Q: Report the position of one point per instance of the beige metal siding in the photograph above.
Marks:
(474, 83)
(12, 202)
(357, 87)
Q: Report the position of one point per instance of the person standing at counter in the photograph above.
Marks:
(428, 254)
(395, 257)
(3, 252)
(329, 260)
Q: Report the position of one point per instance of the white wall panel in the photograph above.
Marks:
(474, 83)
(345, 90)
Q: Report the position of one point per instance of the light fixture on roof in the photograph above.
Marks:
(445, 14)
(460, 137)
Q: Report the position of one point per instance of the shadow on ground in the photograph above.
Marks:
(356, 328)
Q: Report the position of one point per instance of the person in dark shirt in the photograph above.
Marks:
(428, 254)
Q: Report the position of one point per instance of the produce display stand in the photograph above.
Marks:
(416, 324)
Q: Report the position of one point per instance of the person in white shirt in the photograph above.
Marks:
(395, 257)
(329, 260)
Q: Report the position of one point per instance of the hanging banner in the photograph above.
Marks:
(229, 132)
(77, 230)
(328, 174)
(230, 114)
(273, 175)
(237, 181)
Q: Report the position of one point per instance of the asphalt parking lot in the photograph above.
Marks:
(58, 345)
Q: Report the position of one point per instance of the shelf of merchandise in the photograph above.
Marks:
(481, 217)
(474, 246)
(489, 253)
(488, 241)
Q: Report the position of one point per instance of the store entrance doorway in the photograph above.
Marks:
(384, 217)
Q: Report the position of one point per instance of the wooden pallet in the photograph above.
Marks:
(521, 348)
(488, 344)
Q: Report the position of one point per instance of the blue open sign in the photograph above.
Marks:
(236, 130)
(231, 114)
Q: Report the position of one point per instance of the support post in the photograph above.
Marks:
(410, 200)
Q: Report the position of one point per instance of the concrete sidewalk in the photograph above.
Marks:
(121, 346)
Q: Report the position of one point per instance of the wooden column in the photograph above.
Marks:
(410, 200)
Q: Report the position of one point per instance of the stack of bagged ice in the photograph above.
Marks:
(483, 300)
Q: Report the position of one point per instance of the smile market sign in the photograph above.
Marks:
════
:: Task statement ::
How many of the lines above include "shirt"? Only the number should be given.

:: Exercise answer ::
2